[GH-ISSUE #4734] Error: cannot join namespace user #2767

Closed
opened 2026-05-05 09:25:57 -06:00 by gitea-mirror · 8 comments
Owner

Originally created by @minus7 on GitHub (Dec 2, 2021).
Original GitHub issue: https://github.com/netblue30/firejail/issues/4734

Description

Sending a link to open to Firefox running in firejail via firejail --join=ff2 firefox http://localhost sometimes starts failing permanently for that target firejail with the error message Error: cannot join namespace user. I usually observe that when I open multiple links in quick succession.

I have seen this happen for a long time, but very rarely (less than once a month). Looking at the call site, this seems like it's a bug in firejail but rather in the kernel. Wondering if anyone else has come across that and, like me, just hasn't posted this yet.

Steps to Reproduce

I haven't tried reproducing this with a minimal test case yet, so I'll leave my setup as reference:

Firejail is started with the following command (also used to open links, but the command provided mentioned above also fails) is used to start the firejail:

firejail \
	--ignore=seccomp '--seccomp=!kcmp,!chroot' \
	--profile=$HOME/.dotfiles/firejail/firefox.profile \
	--net=br-vpn \
	--dns=8.8.8.8 \
	--ip=10.14.38.130 --netmask=255.255.255.128 \
	--defaultgw=10.14.38.129 \
	--mtu=1420 \
	--hosts-file=/home/minus/tmp/ff2.hosts \
	--join-or-start=ff2 \
	firefox "$@"

·····

# Problem to work on
In the firejail issue, what error message appears when a link is sent to the running Firefox with the --join option?

# Segmentation labeling records

·····

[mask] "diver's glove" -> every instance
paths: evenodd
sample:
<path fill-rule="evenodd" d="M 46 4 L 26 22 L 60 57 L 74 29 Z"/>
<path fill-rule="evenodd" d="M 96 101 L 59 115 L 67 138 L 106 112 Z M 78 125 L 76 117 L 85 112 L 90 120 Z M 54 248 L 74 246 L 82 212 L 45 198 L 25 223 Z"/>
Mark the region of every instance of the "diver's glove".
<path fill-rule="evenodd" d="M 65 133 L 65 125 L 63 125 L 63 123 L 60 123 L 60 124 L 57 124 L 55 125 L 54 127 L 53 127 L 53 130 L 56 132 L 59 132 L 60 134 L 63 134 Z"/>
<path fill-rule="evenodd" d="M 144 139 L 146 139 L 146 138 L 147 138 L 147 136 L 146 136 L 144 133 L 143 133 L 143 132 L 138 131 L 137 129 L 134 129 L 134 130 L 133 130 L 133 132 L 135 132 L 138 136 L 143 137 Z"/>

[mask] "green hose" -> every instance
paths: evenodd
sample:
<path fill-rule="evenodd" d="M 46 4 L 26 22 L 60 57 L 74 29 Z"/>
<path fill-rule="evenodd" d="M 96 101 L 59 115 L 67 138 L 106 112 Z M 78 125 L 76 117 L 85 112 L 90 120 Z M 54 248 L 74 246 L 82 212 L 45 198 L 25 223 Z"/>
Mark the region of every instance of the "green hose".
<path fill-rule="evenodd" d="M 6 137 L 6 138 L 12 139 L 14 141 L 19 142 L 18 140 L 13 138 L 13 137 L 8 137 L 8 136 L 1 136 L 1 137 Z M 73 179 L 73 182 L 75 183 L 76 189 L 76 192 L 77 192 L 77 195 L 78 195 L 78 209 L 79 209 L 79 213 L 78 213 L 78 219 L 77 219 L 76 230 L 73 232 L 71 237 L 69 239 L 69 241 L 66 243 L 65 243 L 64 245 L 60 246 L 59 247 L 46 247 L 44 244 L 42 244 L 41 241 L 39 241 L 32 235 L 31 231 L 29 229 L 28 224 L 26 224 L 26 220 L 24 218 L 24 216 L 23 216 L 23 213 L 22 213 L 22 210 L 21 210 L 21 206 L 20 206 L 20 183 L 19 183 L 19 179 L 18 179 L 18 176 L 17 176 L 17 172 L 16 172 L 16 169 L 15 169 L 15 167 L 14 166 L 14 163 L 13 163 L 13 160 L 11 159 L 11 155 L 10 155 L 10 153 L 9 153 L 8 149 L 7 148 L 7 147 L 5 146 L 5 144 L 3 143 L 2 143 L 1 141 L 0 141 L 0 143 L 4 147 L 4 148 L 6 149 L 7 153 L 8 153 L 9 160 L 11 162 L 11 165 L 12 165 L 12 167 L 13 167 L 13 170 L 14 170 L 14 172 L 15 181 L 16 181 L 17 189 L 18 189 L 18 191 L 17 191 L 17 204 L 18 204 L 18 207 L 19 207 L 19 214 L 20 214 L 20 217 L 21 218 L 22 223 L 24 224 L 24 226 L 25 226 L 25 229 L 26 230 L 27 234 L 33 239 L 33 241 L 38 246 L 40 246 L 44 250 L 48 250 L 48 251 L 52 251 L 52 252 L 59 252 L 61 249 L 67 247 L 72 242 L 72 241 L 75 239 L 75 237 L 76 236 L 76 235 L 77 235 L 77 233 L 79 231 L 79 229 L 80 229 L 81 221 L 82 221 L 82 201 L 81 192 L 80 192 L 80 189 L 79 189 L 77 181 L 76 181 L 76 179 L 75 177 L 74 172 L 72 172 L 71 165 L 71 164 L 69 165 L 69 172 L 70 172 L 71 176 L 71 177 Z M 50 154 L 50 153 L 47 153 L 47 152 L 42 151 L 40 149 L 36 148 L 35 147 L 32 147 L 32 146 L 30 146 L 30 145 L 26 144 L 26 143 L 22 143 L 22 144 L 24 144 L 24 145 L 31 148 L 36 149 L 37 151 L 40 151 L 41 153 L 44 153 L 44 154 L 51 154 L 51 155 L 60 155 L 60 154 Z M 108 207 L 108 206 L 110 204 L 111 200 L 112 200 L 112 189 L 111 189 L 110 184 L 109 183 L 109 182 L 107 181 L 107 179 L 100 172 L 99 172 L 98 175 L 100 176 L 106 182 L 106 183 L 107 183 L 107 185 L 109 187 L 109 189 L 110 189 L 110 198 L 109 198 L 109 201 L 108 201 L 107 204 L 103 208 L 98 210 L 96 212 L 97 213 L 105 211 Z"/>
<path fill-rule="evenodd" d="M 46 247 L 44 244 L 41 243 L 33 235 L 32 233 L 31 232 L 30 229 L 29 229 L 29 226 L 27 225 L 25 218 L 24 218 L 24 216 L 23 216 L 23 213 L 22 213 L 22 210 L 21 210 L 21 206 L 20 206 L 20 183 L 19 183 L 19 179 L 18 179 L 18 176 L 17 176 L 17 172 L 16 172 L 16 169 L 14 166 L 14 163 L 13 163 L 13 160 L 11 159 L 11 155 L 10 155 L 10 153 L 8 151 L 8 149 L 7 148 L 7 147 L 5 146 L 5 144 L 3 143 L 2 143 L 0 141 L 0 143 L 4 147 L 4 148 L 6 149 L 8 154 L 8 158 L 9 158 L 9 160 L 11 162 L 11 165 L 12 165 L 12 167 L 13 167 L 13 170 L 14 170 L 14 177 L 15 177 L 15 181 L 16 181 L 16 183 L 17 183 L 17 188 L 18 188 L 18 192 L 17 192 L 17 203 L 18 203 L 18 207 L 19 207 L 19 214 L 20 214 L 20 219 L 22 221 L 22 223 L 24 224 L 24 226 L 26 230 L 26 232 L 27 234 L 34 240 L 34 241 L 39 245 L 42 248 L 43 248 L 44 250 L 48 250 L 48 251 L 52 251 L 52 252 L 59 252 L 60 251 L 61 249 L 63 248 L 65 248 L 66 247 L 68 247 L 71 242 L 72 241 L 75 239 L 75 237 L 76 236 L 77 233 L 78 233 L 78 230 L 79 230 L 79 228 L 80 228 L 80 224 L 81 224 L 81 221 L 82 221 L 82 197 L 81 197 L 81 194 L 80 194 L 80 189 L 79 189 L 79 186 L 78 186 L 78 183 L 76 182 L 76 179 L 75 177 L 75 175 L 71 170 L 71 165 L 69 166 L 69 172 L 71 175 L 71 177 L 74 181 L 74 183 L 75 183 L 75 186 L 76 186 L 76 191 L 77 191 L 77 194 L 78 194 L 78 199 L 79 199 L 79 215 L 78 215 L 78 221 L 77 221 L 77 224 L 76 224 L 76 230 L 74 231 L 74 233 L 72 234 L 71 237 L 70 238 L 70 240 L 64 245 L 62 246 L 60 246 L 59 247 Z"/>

·····

# Result
Error: cannot join namespace user